## Your assignment
How many lines in the material below contain the word "palm"? Write only the number.

## Information

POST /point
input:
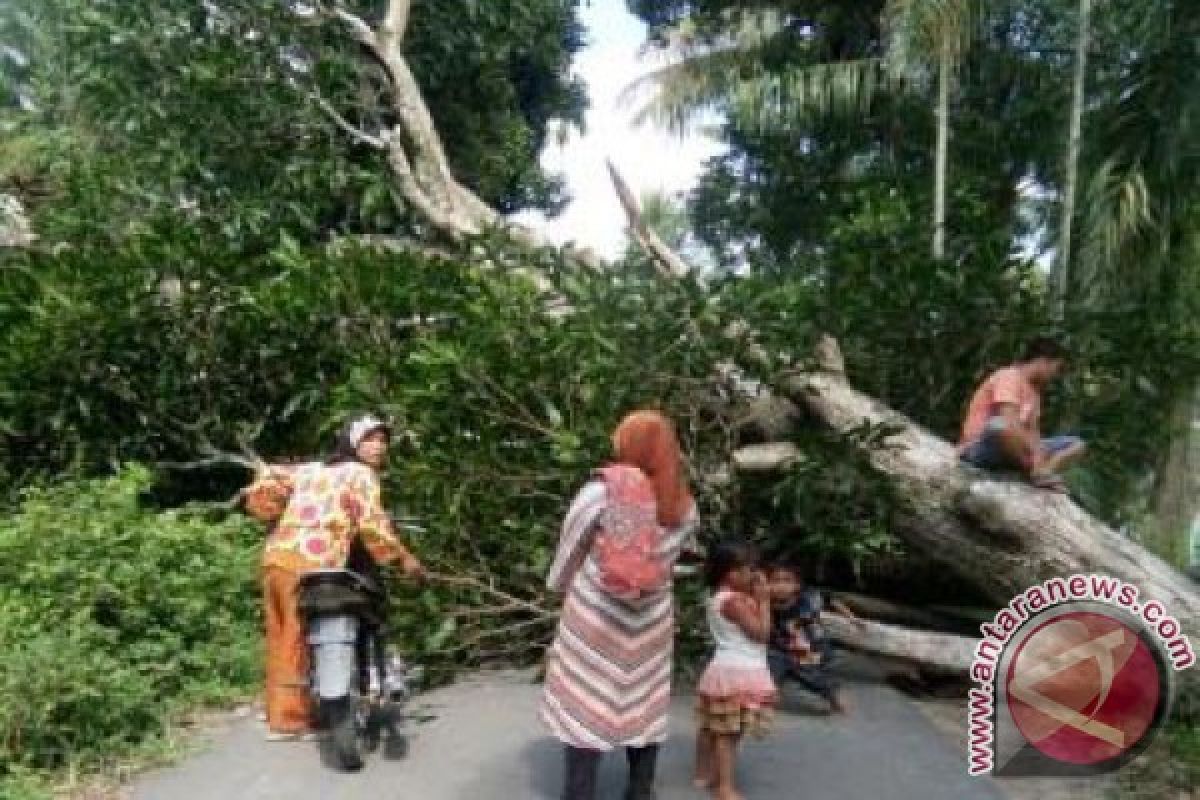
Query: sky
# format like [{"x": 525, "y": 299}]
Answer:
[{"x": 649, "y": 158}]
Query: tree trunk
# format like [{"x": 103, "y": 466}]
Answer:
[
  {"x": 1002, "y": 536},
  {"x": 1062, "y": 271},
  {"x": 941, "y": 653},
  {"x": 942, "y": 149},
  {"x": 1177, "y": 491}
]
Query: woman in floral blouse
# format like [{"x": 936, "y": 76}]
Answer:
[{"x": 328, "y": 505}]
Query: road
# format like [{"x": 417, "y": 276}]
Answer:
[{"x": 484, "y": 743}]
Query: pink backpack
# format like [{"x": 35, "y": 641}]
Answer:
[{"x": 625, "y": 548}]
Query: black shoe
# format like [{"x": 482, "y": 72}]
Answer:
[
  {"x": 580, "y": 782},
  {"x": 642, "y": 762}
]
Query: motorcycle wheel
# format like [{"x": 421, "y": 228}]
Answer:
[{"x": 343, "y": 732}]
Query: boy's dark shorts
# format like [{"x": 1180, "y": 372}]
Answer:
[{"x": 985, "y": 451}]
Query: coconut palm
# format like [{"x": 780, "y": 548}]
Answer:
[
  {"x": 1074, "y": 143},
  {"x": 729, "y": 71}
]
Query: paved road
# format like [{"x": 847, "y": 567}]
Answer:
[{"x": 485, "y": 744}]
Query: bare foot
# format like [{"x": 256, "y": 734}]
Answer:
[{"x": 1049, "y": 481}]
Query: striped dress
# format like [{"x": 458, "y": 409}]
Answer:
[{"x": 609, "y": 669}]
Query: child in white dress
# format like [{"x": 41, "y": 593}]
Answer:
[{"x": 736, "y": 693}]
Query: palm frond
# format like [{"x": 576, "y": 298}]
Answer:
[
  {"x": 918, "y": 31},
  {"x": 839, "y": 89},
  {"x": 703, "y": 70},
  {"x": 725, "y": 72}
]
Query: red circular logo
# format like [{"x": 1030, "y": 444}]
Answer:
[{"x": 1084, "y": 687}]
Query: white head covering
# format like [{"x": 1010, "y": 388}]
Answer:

## Problem solution
2